» Texto da página
################
CONFESSO CERTA FRUSTRAÇÃO POR NÃO  TER FEITO O CUME AO LADO DO FLAVIO, MAS FOI APENAS UM MACHUCADINHO. NEM SANGROU. ADMINISTREI BEM.   AFINAL,  A VIDA  SÓ TEM GRAÇA PORQUE É FEITA DE VITÓRIAS E DERROTAS. FOI MAIS SENSATO PARAR ANTES DE POTENCIALIZAR RISCOS CALCULADOS, MAS DESNECESSÁRIOS. QUESTÃO DE CONSCIÊNCIA INDIVIDUAL. PENSEI NA VIDA E NO  ALTO RISCO DE MORTE. ACERTEI NA ESCOLHA. TALVEZ ALGUNS NÃO ENTENDAM -- POXA, FALTAVA TÃO POUCO --, MAS, APESAR DE ADORAR A NATUREZA,   MINHAS PAIXÕES ESTÃO AQUI.


MONTECIELO, SAJAMA, TERMAS E CERVEJA


NO DIA SEGUINTE, FOLGA DA CIA. FIZEMOS APENAS ACLIMATAÇÃO NO MONTECIELO, 4550M, COM GANHO DE ELEVAÇÃO DE 300M. DEPOIS,  FOMOS DE CARRO ATÉ AS TERMAS, RIO  E PISCINA NATURAL COM ÁGUA QUENTINHA E CERVEJA GELADA. UAU!!! DELICIA!
################
» Informações registradas
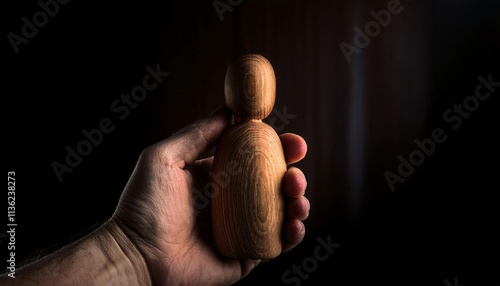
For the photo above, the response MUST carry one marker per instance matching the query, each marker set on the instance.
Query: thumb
(187, 145)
################
» Trabalho solicitado
• a. Traduza para o inglês esta frase do texto da página: "FOI MAIS SENSATO PARAR ANTES DE POTENCIALIZAR RISCOS CALCULADOS, MAS DESNECESSÁRIOS."
• b. Segundo o texto da página, qual é a altitude do Montecielo?
• c. Extraia do texto da página o trecho que começa em "MONTECIELO, SAJAMA, TERMAS" e vai até "GELADA. UAU!!! DELICIA!", incluindo essas palavras.
As linhas acima vêm de uma fonte diferente da do texto da página.

» Respostas às tarefas
• a. It was wiser to stop before amplifying calculated but unnecessary risks.

• b. 4550 m.

• c.
MONTECIELO, SAJAMA, TERMAS E CERVEJA


NO DIA SEGUINTE, FOLGA DA CIA. FIZEMOS APENAS ACLIMATAÇÃO NO MONTECIELO, 4550M, COM GANHO DE ELEVAÇÃO DE 300M. DEPOIS,  FOMOS DE CARRO ATÉ AS TERMAS, RIO  E PISCINA NATURAL COM ÁGUA QUENTINHA E CERVEJA GELADA. UAU!!! DELICIA!